* [Exercise task]:
Starting from the line containing "Q: Point to the roof shown", write out every remaining line exactly, the last one included.

* [Materials provided]:
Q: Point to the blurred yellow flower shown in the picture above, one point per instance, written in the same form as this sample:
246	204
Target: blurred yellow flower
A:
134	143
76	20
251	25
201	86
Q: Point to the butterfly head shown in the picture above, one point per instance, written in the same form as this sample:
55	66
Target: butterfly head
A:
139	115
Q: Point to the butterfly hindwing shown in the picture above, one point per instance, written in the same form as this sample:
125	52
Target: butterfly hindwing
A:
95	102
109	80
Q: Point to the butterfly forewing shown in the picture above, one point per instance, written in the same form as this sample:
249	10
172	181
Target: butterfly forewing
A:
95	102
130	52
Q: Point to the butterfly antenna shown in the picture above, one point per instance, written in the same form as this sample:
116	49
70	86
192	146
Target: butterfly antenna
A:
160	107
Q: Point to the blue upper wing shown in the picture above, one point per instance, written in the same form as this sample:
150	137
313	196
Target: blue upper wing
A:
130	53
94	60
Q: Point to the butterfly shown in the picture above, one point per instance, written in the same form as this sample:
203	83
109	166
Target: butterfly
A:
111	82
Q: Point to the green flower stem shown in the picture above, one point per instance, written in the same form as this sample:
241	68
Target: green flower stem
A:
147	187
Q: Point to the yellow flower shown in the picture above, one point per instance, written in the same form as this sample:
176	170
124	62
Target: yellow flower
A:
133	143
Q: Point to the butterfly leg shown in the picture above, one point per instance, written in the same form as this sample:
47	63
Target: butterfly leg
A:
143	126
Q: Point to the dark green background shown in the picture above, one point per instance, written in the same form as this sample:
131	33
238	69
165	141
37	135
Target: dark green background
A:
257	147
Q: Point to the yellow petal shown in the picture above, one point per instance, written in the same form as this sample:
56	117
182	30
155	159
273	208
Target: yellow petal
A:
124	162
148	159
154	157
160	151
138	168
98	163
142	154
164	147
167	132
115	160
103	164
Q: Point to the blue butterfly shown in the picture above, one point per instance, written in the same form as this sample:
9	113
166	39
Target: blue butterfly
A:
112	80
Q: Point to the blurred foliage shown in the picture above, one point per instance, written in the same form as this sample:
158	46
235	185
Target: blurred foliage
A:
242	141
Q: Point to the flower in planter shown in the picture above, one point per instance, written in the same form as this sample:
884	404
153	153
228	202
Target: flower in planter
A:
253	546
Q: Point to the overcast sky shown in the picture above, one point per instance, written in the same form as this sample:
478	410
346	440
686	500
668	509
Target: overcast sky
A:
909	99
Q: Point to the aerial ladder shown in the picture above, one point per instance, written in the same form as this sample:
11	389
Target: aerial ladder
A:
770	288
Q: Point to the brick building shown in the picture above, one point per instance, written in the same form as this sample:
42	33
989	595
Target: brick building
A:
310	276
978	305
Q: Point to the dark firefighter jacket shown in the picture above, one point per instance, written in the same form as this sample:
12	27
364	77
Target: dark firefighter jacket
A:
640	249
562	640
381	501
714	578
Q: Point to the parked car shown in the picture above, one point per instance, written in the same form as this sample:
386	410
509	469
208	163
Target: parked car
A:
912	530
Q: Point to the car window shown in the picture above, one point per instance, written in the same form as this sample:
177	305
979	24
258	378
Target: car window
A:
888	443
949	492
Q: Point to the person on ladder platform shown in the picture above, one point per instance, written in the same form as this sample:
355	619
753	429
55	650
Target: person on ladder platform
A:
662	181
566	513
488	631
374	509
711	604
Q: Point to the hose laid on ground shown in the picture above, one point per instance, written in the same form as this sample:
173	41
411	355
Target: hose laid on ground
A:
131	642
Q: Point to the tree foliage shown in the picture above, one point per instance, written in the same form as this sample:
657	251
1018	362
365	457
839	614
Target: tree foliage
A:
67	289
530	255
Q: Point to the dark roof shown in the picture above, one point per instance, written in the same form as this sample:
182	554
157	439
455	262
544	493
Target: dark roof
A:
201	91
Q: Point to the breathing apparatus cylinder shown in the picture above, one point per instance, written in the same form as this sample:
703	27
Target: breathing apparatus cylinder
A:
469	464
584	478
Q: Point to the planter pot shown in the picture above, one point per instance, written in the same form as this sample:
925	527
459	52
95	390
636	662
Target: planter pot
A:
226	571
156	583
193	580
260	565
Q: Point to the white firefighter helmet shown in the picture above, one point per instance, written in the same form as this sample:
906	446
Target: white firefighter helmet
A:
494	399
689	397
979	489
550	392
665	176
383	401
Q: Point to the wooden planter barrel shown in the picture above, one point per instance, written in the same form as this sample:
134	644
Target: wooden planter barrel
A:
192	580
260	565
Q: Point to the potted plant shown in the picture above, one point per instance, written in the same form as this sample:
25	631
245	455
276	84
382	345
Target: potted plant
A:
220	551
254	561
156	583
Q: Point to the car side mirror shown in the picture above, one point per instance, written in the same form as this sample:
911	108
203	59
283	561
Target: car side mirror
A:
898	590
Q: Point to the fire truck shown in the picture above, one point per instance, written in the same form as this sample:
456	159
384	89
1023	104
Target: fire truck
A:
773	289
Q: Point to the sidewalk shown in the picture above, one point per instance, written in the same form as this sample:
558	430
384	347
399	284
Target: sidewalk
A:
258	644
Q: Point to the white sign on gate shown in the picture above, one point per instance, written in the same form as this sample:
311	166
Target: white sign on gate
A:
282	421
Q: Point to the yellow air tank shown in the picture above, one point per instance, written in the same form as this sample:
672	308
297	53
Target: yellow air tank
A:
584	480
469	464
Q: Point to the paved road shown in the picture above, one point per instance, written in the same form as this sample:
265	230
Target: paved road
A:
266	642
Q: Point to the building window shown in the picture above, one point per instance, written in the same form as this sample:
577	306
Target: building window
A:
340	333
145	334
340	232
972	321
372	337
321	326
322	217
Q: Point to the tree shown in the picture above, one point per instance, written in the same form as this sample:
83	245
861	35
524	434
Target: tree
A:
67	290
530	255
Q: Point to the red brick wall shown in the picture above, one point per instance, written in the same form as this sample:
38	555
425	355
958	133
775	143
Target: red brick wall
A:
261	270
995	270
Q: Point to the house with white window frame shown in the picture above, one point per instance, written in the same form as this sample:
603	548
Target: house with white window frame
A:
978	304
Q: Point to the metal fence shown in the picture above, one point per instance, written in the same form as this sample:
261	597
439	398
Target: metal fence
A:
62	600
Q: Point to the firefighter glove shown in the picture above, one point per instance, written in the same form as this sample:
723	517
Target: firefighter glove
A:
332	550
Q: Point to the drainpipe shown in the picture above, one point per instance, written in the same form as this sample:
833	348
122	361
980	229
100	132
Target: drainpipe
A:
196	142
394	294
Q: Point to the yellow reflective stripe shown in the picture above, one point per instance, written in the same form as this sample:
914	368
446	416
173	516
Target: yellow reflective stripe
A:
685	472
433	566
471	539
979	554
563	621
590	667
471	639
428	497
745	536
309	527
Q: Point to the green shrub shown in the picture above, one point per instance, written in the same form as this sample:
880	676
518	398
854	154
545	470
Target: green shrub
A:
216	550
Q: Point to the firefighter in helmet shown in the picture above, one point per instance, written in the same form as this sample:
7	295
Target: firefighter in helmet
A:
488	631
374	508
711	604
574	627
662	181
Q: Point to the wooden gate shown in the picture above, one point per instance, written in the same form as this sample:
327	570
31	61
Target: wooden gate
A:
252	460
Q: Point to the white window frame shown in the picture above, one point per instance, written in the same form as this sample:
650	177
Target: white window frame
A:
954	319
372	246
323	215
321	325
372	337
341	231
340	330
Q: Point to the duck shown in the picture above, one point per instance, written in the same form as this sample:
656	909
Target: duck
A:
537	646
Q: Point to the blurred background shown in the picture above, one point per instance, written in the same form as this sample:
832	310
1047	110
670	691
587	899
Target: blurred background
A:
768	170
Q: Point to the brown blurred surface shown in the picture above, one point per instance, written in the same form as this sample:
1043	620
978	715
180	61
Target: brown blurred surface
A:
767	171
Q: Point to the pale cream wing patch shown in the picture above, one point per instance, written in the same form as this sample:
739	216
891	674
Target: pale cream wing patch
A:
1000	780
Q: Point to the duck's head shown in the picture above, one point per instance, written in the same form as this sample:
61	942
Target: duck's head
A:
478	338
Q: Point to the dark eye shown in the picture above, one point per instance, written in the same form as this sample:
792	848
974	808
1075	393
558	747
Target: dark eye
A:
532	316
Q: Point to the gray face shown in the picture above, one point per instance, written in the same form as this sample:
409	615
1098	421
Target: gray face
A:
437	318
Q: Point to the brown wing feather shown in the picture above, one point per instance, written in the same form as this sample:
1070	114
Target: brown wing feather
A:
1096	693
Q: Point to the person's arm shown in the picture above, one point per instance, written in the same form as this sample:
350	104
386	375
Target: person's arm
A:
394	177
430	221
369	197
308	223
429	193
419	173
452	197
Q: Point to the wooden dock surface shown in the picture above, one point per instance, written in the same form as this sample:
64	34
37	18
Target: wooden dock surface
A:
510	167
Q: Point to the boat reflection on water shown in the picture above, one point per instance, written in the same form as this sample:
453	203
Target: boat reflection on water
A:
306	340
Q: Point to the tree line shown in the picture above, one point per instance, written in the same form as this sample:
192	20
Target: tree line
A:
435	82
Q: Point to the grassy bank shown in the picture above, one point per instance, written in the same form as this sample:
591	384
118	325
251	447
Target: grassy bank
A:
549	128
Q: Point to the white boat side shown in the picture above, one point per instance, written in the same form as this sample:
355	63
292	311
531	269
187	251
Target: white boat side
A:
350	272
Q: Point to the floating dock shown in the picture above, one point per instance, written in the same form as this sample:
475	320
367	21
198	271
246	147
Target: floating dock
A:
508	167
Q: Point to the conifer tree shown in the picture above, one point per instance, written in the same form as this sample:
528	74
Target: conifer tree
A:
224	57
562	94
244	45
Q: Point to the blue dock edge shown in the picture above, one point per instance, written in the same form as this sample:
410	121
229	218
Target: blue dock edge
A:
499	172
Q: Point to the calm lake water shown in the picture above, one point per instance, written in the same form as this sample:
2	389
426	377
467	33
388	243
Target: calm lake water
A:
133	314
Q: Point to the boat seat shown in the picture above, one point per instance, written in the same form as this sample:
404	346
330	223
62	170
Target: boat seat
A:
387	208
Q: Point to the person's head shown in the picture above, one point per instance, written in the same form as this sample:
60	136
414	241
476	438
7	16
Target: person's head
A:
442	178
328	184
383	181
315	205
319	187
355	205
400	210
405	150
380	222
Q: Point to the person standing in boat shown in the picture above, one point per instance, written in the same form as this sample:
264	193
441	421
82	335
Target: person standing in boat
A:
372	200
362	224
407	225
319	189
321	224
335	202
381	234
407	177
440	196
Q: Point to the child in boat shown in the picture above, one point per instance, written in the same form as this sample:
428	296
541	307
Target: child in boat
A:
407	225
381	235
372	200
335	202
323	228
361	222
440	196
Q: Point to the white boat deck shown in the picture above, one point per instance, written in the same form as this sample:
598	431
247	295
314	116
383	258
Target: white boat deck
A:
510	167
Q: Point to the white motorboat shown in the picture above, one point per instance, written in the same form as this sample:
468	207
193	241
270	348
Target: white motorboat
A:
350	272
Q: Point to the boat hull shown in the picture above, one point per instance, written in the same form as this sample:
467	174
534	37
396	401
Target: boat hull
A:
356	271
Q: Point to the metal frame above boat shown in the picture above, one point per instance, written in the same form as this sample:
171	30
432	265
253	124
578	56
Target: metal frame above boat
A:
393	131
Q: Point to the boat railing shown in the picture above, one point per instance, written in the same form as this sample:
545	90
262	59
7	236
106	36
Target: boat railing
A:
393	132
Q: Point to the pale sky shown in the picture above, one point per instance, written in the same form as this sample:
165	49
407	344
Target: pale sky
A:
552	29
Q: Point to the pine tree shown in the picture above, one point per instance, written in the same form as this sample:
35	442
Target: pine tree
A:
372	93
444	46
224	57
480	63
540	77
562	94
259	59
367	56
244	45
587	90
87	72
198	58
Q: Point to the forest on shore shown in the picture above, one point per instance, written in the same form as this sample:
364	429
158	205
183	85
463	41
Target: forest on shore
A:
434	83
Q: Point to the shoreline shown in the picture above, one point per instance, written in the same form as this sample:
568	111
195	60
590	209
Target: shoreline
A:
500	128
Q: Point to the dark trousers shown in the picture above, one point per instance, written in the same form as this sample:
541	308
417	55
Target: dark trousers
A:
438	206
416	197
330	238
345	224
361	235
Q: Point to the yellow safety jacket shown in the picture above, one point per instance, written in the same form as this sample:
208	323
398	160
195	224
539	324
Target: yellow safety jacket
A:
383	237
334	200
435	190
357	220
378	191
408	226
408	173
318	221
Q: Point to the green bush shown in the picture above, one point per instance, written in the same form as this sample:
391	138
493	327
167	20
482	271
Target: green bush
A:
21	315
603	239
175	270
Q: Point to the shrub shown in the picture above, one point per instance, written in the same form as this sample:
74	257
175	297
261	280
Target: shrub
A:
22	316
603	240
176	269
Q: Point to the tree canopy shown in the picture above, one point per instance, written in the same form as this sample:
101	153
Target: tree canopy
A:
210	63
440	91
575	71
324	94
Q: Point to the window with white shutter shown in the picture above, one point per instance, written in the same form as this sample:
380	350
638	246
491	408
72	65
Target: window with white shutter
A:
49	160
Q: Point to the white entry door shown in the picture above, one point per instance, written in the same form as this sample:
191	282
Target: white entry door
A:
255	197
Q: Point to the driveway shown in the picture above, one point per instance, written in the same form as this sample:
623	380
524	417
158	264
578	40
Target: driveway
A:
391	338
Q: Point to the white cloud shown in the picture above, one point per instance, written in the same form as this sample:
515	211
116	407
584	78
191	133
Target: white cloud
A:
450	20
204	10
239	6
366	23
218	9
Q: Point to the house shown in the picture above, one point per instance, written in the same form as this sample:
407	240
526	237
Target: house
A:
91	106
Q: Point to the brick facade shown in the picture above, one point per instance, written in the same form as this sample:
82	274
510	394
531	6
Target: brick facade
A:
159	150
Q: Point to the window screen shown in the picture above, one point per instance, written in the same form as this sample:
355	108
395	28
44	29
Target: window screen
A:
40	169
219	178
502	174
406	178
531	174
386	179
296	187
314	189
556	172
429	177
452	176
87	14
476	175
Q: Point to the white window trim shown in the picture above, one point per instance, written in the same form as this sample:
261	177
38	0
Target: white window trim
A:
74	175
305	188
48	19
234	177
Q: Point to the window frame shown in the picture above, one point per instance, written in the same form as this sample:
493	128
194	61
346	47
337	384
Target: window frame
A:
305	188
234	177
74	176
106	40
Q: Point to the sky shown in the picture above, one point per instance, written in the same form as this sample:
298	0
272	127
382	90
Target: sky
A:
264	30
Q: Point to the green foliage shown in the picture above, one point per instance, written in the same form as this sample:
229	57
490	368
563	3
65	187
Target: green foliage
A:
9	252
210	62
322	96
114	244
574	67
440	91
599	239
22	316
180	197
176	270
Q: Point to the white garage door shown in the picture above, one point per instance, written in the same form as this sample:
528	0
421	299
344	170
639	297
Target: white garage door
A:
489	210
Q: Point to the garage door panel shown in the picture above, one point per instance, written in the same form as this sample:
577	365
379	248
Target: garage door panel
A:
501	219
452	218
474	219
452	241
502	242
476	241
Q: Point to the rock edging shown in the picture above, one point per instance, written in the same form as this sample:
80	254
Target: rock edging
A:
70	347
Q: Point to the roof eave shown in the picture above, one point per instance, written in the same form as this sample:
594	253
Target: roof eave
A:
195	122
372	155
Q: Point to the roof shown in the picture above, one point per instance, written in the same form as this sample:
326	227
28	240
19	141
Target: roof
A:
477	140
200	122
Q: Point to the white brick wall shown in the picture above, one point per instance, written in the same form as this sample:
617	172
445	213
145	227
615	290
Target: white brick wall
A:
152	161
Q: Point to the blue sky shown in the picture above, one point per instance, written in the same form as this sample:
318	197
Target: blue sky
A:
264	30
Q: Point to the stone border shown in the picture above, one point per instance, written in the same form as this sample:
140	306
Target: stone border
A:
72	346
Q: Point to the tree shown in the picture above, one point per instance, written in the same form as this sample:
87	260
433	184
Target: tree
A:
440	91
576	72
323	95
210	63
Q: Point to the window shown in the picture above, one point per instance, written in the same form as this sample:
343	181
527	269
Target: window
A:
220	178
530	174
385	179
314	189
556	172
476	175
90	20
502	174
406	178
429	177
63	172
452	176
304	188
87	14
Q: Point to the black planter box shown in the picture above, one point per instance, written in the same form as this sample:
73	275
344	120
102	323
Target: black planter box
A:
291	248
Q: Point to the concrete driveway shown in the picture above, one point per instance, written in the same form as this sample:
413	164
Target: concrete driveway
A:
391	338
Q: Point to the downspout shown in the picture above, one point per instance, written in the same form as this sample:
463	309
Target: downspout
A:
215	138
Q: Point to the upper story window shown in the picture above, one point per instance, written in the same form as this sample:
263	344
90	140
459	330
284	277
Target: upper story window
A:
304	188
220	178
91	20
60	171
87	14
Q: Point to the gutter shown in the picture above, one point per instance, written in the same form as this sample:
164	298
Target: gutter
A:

* [Finished task]:
Q: Point to the roof shown in the picture above, one point per instance, written in the same form as this sample:
326	227
28	240
19	141
Target: roof
A:
477	140
200	122
Q: Point to the white brick wall shown in the picture above, one point per instance, written in the same form as this sample:
617	172
445	213
145	227
615	290
Target: white brick wall
A:
152	161
Q: Point to the blue sky shown in the picture above, one point per instance, written in the same form as this sample:
318	197
Target: blue sky
A:
264	30
Q: Point to the stone border shown in the picture above, one point per instance, written in the same form as this sample:
140	306
Target: stone border
A:
72	346
Q: Point to the tree shown in the picture above, one point per instance, written in the same form as this sample:
87	260
433	184
Target: tree
A:
440	91
576	72
323	95
210	63
Q: Point to the window shown in the picture above, one point per instance, written in the same form as this sample:
343	181
527	269
Target: window
A:
220	178
530	174
385	179
314	189
556	172
476	175
90	20
502	174
406	178
429	177
63	172
452	176
304	188
87	14
Q: Point to the black planter box shown in the picture above, one point per instance, written in the same form as this sample:
73	275
344	120
102	323
Target: black planter box
A:
291	248
Q: Point to the concrete driveway shown in the picture above, one point per instance, written in the same form as this sample:
413	164
Target: concrete driveway
A:
391	338
Q: Point to the downspout shown in the picture above, one point per instance, written in the same form as this sample:
463	309
Target: downspout
A:
215	138
Q: Point to the upper story window shown in the picture above, one point per instance, written in the same form as this sample:
263	344
90	140
459	330
284	277
Target: upper story window
A:
304	188
220	178
91	20
60	171
87	14
Q: Point to the gutter shown in the picture above, one point per instance, written in the same form as this sample:
164	298
Target: gutter
A:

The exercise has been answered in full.